**SOURCE EXTRACT**

At Vmax’s development velocity, concurrent provisioning of isolated and controlled sandboxes was non-negotiable. Their models generated tasks far faster than their system’s evaluation capacity, so generating one sandbox at a time would leave agents waiting for feedback and halt Vmax’s research. Because per-sandbox delays could multiply into significant bottlenecks at that scale, startup speed also had to be high to maximize throughput.

To ensure accurate evaluation, each sandbox also had to include the dependencies and tools required by the task. Many of Vmax's tasks focus on software engineering, like learning to add new features to repositories. Custom development environments would ensure that outcomes accurately reflect task difficulty, advancing open-ended learning.

Augustine knew that building sandbox infrastructure in-house to meet these needs would require countless hours of spinning up fleets of cloud instances, managing uptime, and tuning startup times. Rather than pulling his lean research team away from core experiments, he set out to find a dedicated runtime platform that would provide the infrastructure and support to scale with Vmax's task pipeline.

Fortunately, Augustine didn’t have to search for long. After the AI research and development community pointed him to Daytona, he immediately knew that he’d found the solution to his dilemma.

We're working to build systems that can generate, validate, and optimize on their own objectives. That's only possible with the infrastructure to run a massive number of concurrent sandboxes.

**GIVEN INFORMATION**
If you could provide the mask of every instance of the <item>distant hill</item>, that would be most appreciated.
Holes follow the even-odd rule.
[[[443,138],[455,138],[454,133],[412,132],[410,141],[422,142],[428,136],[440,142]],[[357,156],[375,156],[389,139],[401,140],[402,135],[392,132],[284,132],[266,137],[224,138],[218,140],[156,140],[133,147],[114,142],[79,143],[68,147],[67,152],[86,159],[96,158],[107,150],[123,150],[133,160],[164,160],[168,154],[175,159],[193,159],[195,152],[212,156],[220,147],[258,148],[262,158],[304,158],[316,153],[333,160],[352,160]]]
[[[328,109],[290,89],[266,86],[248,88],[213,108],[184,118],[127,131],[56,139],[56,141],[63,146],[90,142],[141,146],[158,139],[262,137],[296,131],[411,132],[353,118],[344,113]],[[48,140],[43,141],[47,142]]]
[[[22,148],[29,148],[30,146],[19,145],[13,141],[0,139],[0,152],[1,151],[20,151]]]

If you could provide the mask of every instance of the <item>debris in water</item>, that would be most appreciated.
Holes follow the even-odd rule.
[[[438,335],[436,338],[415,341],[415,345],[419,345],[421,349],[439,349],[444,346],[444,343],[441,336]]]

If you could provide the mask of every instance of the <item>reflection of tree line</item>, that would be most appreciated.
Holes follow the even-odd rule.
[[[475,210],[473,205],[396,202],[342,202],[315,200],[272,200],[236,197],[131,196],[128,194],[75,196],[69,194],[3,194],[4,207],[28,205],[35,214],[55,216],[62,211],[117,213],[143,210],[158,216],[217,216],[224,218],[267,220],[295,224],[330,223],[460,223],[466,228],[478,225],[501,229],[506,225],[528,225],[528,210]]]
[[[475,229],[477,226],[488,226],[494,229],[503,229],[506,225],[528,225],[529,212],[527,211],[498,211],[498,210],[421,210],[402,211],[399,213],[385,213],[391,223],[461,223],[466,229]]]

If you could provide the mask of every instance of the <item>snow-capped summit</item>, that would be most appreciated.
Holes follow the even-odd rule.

**STUDY QUESTIONS**
a: Rewrite the paragraph of the Vmax sandbox text that begins "At Vmax’s development velocity" as a short bulleted list, keeping its main facts.
b: Carry on the Vmax sandbox text from the point where it stops.
The data above comes from a separate source and is unrelated to the Vmax sandbox text.

**ANSWERS GIVEN**
a:
- Vmax needed to provision isolated, controlled sandboxes concurrently.
- Its models generated tasks faster than its system could evaluate them. Creating one sandbox at a time would leave agents waiting for feedback and halt research.
- At that scale, per-sandbox delays could multiply into significant bottlenecks, so startup also had to be fast to maximize throughput.

b:
Augustine Mavor-Parker

Co-founder and CTO at Vmax

02 -- SOLUTION

A Runtime Platform That Provisions Hundreds of Parallel Sandboxes on Demand

Onboarding Daytona was fast and high-touch. After creating a shared Slack channel, Augustine worked directly with the Daytona team to establish platform familiarity, review documentation, and relay any pressing questions before and during the rollout. "We fed their LLMs.txt file into Claude, and it gave us instant self-serve guidance that minimized the learning curve," says Augustine. “And if our team had additional questions or needed higher sandbox limits, Daytona was always quick to respond, even during nights and weekends.”

Now, when an agent picks up a task, Daytona instantly provisions a dedicated sandbox. This flow happens simultaneously for every run in the queue, creating a pool of concurrent task evaluations. To further increase throughput, Augustine also pre-builds Snapshots for common tasks, so sandboxes start from a warm, pre‑configured image.

This process runs with airtight isolation by default. Each sandbox has a dedicated kernel, filesystem, and network stack, eliminating the risk of network bleed or process interference. When a task is completed, Daytona tears it down automatically so operational overhead never accumulates across runs.

Through Daytona’s fast, elastic sandboxes, Vmax keeps its pipeline moving continuously, producing validated task evaluations that compound agent capabilities. In the meantime, Vmax’s team remains focused on their core research without the overhead of building and maintaining sandboxes.

We have Daytona’s sandboxes on demand all the time. We can scale experiments as soon as we have an idea instead of waiting on infrastructure to catch up.

Augustine Mavor-Parker

Co-founder and CTO at Vmax

03 -- RESULT

Vmax Unlocks Capacity for Generating 1,000+ Sandboxes Per Minute With Daytona

With Daytona, Vmax can now produce and validate self-generated agent tasks at scale. As their sandbox infrastructure spins up, isolates, and tears down environments on demand, Augustine and his team focus on advancing frontier techniques for open-ended learning.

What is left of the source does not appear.